◆ REQUIRED WORK
In the material below, find each line with the word "window" and list it.

►

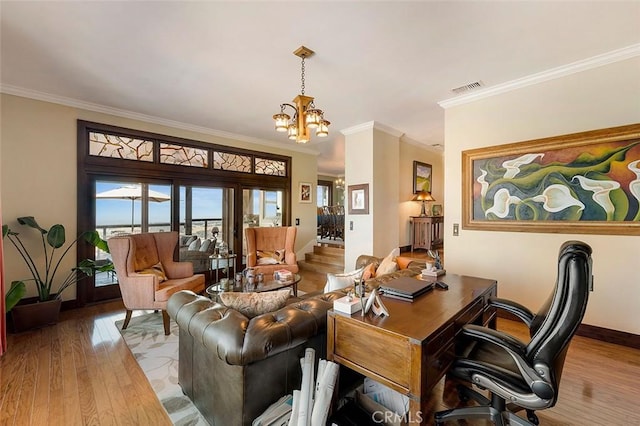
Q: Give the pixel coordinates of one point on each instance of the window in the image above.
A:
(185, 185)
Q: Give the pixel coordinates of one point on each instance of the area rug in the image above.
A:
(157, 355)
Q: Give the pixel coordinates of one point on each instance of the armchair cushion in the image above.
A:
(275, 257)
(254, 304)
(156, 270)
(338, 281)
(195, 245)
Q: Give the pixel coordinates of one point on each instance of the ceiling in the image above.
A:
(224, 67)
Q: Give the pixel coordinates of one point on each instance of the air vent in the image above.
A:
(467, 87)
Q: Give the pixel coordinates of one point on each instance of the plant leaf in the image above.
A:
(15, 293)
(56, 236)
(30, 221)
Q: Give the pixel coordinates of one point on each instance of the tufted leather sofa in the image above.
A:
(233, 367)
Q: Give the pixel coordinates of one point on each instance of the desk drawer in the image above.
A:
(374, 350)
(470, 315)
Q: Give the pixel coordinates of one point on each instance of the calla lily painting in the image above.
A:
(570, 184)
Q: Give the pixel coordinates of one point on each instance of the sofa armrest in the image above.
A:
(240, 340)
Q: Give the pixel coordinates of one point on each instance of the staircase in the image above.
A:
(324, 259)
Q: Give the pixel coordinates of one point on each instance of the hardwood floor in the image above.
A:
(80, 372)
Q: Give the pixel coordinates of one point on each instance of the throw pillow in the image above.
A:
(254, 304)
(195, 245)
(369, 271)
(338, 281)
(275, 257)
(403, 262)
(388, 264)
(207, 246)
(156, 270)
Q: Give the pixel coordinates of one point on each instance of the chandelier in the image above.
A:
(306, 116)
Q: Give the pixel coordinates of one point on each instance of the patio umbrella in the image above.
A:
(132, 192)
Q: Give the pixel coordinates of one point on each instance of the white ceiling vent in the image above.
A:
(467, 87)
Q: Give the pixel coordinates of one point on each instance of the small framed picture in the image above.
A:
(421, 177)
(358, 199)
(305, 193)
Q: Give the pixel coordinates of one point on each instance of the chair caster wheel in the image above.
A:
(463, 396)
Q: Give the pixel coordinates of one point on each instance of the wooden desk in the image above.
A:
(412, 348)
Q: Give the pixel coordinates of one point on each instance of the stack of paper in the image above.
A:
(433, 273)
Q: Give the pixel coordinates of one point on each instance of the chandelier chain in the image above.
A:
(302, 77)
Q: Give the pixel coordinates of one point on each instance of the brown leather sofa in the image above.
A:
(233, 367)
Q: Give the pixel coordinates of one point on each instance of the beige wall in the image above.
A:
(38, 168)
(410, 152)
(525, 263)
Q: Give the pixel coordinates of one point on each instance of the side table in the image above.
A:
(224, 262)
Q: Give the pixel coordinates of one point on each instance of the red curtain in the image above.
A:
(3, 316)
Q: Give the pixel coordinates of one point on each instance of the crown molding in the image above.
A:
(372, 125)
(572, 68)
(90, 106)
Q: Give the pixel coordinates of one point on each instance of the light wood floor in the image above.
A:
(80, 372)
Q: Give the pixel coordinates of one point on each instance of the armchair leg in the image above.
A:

◄
►

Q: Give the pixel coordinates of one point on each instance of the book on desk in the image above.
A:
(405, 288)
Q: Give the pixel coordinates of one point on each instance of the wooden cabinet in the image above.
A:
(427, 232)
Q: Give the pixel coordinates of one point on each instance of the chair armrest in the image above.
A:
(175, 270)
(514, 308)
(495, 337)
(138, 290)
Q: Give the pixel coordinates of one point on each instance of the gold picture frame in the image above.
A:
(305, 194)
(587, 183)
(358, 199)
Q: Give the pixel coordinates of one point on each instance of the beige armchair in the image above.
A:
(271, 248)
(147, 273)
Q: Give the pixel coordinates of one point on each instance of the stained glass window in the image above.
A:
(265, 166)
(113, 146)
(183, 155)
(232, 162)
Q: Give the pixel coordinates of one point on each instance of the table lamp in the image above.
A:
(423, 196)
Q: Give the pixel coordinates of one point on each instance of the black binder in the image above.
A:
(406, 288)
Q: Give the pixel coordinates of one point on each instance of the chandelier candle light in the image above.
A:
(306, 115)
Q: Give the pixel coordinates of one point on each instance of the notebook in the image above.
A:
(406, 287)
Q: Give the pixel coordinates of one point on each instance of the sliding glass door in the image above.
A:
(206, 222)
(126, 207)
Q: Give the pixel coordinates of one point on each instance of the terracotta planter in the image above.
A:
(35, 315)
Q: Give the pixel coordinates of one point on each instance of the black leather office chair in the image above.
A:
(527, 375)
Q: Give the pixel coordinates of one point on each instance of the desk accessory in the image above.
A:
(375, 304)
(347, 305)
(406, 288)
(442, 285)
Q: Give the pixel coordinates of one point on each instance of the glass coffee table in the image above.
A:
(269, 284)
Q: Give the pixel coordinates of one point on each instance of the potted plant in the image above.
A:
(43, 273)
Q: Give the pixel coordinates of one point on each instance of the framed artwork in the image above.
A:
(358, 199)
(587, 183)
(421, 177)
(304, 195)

◄

◆ SOLUTION BELOW
Q: Give the pixel coordinates of one point on each instance of the window in the image above.
Q: Give the pixel coordinates of one point on each instance of the stained glass window in the image above.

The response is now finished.